» **Dataset entries**
───
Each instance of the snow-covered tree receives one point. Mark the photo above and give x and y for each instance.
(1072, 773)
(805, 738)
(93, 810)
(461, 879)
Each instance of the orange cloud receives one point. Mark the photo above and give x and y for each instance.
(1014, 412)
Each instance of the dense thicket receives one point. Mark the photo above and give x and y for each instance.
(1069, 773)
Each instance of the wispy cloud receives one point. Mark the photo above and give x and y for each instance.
───
» **What is expected**
Exactly as they stand above, write out all the entries again.

» **Output of the exercise**
Each instance of the snow-covered tree receives one point. Mark the photo above and give x and y for each instance.
(1072, 773)
(805, 738)
(93, 810)
(461, 879)
Each instance of the orange cloud receives one point. Mark the photo above and give x and y for each instance.
(1014, 412)
Each instance of the dense thicket receives one point. Mark the photo above and give x and y for each instance.
(1069, 773)
Each instance of the wispy cloud receives one point. Mark the photo above and give x and y for each instance.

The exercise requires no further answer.